= Provided material =
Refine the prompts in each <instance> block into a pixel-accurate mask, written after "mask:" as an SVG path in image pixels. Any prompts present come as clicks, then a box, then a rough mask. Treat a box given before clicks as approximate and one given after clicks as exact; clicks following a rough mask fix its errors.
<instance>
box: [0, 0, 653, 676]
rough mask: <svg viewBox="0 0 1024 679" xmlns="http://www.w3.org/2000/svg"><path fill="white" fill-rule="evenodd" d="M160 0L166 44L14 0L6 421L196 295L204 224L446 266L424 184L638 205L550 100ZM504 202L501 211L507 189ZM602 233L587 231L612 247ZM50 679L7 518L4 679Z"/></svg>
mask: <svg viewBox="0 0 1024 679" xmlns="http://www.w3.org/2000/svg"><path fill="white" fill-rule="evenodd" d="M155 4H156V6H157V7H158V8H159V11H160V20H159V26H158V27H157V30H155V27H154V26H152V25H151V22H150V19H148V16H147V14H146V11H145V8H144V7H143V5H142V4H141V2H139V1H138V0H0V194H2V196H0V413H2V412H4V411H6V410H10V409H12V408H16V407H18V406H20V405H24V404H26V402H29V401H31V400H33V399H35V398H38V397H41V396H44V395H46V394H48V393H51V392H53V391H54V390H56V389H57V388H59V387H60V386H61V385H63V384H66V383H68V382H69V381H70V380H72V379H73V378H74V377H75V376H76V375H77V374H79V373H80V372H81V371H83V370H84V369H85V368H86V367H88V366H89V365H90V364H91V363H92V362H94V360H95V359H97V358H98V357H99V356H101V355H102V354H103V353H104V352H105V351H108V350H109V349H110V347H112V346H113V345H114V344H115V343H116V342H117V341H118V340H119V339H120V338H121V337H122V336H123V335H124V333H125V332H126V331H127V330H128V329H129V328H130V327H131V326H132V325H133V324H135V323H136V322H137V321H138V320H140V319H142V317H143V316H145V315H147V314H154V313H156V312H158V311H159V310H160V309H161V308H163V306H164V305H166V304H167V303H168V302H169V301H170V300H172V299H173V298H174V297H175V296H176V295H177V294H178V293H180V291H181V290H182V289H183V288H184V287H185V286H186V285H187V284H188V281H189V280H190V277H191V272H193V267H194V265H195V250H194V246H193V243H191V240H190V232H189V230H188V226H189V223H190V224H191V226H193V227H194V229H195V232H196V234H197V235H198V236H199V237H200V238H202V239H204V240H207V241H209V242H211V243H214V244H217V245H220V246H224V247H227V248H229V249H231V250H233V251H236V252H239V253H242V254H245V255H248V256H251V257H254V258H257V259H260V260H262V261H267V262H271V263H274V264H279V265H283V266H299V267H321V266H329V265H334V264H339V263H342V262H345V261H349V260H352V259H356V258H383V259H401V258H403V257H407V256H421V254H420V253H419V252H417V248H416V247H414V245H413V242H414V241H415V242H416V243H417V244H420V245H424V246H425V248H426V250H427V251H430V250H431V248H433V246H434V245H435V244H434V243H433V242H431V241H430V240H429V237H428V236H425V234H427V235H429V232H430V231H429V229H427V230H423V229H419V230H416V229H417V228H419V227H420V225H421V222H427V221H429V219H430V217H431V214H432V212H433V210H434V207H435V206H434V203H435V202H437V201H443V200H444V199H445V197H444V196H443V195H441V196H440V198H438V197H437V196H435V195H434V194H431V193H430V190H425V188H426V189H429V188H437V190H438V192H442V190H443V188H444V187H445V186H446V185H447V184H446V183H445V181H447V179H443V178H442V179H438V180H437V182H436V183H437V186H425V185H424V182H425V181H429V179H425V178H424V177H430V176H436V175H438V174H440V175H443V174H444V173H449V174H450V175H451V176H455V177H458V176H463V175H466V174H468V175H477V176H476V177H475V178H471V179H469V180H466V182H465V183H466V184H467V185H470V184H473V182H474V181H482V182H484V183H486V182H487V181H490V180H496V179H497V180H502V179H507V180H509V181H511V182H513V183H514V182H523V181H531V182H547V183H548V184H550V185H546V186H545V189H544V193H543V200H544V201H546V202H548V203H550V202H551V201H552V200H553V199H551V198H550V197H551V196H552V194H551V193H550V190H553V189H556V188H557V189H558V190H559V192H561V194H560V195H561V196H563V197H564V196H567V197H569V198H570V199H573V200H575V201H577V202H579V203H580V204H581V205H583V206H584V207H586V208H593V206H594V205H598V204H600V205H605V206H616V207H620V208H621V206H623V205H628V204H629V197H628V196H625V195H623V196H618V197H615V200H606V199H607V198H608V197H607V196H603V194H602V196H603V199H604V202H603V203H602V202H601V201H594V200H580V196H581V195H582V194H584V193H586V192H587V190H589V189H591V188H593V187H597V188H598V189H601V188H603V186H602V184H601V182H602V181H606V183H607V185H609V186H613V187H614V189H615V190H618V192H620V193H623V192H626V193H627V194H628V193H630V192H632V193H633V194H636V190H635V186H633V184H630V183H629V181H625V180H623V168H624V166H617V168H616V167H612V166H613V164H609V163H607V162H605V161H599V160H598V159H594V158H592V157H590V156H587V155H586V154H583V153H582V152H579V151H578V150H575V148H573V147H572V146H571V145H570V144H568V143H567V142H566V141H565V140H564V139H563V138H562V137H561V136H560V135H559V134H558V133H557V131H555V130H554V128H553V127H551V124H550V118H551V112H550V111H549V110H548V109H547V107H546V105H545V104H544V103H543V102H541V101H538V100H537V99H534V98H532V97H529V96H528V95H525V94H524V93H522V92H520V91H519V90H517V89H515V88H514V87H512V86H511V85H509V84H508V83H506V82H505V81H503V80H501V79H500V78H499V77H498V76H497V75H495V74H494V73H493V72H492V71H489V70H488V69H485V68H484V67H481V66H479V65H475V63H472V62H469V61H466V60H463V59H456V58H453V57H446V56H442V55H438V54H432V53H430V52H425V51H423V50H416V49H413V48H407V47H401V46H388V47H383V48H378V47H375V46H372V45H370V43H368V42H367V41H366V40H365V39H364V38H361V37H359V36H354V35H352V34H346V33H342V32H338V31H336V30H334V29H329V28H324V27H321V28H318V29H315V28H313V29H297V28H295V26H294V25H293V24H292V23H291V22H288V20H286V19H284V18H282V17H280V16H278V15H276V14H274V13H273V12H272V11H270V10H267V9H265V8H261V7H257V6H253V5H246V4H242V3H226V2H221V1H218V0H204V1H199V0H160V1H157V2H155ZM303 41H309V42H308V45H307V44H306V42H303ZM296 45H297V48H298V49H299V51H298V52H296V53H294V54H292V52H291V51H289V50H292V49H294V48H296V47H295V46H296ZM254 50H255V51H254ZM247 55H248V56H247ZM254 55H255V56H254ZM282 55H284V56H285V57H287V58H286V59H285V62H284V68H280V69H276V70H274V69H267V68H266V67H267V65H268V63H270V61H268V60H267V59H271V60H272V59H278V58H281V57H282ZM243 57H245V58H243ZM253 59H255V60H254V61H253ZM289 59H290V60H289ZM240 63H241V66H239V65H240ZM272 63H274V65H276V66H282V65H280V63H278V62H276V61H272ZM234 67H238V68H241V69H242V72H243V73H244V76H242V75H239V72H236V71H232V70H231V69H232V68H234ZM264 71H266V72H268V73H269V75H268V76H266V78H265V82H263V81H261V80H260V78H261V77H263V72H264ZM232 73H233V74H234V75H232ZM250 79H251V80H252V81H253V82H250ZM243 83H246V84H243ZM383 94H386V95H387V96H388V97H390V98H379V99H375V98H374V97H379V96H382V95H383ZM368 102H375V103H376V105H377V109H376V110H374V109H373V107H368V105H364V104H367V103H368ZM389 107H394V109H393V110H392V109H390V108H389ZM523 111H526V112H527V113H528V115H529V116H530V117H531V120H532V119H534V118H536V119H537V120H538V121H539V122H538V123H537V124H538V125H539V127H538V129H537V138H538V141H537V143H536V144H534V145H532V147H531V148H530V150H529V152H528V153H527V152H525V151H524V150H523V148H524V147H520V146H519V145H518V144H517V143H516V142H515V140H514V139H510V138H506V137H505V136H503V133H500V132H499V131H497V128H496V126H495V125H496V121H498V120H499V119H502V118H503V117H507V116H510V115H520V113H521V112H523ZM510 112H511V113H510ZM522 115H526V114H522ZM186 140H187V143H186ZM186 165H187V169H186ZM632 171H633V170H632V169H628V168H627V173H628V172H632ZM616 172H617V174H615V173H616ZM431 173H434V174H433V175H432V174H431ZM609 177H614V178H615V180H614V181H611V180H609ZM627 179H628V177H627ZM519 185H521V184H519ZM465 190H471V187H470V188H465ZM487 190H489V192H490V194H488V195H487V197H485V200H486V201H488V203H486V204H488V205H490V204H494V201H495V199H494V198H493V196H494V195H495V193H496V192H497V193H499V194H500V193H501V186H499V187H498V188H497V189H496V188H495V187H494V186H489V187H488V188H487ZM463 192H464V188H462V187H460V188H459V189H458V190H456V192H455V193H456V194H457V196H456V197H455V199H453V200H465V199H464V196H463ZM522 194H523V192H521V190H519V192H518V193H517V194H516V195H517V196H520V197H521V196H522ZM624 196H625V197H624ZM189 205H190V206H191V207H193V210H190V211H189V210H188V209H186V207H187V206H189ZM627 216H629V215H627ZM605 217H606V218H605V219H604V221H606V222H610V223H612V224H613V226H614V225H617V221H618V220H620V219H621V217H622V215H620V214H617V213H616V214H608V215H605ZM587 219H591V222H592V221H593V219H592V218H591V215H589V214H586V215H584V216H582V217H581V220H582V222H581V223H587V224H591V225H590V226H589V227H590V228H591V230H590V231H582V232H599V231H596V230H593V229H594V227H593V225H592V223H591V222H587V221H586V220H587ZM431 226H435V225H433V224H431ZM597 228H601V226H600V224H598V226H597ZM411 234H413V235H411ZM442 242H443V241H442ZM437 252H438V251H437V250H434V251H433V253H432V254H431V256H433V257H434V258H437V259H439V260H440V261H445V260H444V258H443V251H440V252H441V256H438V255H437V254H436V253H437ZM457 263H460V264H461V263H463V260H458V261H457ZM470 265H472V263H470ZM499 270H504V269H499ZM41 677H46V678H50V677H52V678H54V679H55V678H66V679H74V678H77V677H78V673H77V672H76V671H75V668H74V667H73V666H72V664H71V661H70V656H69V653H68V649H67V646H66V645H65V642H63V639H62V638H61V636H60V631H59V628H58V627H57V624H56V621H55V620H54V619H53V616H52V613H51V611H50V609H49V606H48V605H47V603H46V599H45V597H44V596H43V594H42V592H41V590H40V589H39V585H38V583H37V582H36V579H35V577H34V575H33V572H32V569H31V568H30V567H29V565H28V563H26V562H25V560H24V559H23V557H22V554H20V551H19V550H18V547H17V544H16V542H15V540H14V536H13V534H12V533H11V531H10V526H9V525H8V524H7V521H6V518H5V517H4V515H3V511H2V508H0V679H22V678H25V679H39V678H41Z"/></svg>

= What you need to do =
Answer with a number only. How many lines in the records include the word "rough"?

= Written response =
2